## Exercise aim
The material below holds a span beginning at the line with "Indicate the window" and ending at the line with "Indicate the wooden upper". Quote that span exactly, both ends included, and only that span.

## Exercise material
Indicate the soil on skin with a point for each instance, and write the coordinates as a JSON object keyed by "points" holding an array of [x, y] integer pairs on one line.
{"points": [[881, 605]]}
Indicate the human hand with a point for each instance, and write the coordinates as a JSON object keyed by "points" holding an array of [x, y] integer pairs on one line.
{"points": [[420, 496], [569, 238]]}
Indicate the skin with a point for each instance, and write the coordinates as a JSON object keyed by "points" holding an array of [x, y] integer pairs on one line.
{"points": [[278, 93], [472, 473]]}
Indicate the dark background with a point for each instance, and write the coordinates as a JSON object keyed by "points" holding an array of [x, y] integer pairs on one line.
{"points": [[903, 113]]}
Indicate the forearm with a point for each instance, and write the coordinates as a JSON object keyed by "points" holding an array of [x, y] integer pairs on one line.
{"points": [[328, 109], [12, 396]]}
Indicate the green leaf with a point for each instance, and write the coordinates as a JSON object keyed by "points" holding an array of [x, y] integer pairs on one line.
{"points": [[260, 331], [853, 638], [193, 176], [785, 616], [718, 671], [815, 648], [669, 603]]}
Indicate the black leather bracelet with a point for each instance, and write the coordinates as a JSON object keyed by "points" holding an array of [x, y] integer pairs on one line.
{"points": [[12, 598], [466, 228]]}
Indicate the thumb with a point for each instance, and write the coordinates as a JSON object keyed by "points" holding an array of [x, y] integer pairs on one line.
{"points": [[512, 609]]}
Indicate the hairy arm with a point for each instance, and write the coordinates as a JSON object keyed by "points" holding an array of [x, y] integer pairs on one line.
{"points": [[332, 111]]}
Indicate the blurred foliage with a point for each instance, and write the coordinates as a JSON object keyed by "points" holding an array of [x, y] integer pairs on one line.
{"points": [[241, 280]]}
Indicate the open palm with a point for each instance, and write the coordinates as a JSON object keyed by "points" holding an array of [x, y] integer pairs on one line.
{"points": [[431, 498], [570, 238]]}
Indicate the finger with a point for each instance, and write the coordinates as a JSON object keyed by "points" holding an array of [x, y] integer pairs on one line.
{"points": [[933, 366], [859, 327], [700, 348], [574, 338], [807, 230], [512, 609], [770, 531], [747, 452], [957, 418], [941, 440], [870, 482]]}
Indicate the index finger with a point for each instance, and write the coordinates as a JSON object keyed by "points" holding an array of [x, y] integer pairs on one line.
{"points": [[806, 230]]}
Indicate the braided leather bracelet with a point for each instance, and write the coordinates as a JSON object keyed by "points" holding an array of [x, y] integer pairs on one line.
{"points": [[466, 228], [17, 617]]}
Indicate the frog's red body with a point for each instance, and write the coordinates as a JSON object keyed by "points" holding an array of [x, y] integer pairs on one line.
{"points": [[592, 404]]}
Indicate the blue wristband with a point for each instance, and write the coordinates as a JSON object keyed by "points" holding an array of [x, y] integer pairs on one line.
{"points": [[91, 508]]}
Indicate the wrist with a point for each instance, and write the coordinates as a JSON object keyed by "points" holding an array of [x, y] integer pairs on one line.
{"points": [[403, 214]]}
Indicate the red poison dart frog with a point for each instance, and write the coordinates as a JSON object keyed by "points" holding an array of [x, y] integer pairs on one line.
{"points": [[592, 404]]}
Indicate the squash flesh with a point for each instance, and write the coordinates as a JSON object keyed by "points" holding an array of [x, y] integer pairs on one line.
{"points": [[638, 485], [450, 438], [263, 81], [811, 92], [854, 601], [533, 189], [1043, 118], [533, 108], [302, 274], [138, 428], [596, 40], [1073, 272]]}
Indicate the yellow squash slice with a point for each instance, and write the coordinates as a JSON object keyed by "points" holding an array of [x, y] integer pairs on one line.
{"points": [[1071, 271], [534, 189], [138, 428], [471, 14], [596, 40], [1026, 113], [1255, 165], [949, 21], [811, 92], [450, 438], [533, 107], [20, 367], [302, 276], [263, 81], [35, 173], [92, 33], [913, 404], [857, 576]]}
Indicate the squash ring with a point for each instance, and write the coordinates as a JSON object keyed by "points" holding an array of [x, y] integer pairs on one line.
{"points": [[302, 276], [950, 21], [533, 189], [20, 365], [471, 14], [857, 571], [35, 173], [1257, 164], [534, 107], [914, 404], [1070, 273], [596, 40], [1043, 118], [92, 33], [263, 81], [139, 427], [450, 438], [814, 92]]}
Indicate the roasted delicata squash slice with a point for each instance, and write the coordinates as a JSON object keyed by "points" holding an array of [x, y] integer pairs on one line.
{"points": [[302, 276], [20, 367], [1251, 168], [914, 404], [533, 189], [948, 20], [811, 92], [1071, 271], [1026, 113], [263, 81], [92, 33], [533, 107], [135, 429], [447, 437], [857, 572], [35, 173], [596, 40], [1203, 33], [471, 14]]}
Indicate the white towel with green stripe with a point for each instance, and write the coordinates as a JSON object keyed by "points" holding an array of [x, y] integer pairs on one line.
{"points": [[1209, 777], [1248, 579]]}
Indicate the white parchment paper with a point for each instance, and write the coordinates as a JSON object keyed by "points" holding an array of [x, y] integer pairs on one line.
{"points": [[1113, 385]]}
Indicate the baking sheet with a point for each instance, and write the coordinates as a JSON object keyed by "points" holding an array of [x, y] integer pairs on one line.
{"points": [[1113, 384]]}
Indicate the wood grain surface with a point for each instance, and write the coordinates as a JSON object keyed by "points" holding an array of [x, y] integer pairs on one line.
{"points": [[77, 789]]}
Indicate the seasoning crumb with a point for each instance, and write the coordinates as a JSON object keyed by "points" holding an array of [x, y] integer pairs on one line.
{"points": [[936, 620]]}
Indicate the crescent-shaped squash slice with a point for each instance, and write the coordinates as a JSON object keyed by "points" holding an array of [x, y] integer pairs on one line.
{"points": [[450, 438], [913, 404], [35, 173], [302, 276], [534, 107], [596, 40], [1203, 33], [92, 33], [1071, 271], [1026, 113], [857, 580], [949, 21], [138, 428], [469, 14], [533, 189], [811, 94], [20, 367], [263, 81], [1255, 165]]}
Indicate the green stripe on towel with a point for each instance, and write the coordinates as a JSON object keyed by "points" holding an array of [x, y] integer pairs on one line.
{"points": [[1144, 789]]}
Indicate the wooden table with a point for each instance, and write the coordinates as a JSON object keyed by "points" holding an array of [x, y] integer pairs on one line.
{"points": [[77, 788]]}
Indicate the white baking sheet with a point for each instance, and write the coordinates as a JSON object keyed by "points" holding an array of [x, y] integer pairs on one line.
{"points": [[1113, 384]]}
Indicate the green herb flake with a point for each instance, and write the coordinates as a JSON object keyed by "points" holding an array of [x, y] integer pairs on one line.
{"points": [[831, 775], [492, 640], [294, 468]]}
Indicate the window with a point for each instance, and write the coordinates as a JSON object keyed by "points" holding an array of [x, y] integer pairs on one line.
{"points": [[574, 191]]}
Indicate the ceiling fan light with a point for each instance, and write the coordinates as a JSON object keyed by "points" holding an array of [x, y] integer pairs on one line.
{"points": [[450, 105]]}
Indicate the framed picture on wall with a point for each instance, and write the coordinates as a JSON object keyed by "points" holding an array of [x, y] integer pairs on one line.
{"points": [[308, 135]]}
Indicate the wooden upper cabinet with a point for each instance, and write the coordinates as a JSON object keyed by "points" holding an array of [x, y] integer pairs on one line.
...
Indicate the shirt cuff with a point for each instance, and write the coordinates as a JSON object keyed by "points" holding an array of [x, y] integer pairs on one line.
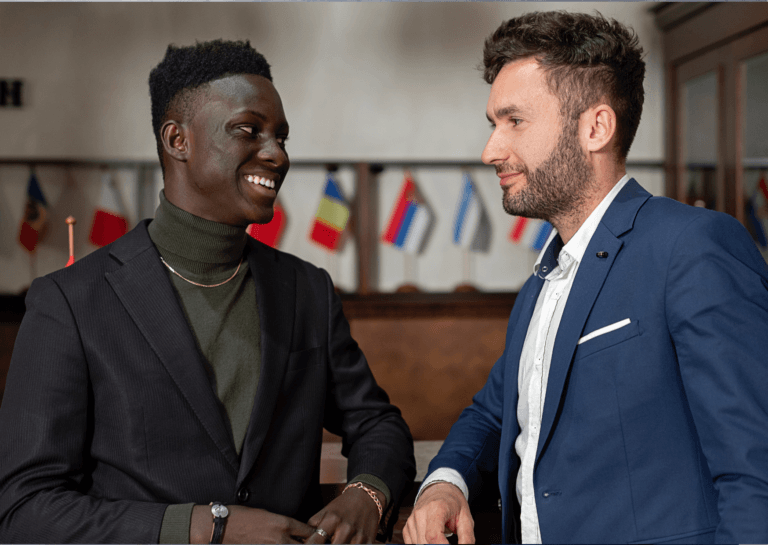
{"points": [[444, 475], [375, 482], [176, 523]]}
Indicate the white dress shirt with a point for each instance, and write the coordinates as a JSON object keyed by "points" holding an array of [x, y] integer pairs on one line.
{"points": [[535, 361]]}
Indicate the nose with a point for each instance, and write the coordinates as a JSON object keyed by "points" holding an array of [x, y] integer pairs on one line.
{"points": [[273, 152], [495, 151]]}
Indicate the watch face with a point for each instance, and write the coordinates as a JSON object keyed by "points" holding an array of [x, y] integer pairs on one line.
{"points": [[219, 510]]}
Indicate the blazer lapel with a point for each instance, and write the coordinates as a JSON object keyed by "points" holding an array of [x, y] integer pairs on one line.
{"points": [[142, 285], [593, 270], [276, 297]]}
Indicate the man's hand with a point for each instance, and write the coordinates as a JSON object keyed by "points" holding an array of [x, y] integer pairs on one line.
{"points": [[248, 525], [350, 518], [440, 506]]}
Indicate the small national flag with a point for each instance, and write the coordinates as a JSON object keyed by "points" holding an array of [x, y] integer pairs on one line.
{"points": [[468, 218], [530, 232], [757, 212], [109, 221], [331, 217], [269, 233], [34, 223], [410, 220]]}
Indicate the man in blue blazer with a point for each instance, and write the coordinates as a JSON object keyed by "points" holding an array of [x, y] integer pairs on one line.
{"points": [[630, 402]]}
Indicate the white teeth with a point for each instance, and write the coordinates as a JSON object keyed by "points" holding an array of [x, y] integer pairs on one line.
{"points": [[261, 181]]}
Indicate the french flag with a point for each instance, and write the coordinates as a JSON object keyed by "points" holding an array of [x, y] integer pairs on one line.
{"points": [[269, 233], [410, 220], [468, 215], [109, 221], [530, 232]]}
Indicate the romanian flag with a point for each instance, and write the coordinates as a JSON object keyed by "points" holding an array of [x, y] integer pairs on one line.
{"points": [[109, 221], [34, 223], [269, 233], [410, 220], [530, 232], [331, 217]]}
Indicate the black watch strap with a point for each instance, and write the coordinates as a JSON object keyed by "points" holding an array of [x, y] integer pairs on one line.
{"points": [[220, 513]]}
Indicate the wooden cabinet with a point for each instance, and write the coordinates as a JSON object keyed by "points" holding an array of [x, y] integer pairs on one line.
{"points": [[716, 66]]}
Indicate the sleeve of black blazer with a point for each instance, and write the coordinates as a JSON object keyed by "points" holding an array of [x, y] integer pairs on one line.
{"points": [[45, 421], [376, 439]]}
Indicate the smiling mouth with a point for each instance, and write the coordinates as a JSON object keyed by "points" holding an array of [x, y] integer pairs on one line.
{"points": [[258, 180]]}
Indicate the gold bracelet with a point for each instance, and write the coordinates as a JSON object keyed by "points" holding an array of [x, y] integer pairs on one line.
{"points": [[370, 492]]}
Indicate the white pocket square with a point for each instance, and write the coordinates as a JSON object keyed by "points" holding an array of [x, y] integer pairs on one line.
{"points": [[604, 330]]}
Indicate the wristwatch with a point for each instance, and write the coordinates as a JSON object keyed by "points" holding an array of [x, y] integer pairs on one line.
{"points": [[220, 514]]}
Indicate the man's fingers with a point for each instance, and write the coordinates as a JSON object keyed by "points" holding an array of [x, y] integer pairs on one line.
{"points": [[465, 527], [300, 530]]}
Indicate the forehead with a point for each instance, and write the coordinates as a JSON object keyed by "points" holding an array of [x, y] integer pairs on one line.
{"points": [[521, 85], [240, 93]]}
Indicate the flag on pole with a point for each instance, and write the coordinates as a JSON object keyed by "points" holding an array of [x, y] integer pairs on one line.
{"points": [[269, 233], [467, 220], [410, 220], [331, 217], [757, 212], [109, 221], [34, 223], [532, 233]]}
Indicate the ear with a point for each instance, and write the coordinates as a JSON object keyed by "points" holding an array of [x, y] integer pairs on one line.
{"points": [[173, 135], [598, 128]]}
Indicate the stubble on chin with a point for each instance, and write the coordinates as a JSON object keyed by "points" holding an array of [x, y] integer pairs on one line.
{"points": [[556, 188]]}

## Answer to this exercise
Indicate the window with a point for each instance, and write the coordinates as a JSON object keyed by "points" holding an array of [x, y] integer pairs on one line.
{"points": [[574, 191]]}
Indicate the ceiling fan light with a point for each instance, and write the coordinates as a JSON object keyed by "points" holding an array of [x, y] integer pairs on one line.
{"points": [[450, 105]]}
Indicate the framed picture on wall with a point for each instance, and write the coordinates as a JSON object keyed by "points" holding an array of [x, y] integer pairs on one line.
{"points": [[308, 135]]}
Indicate the wooden upper cabinet with a point for each instance, and write the coordinates as a JSON object keyed by "points" holding an array of [x, y] integer pairs on one line.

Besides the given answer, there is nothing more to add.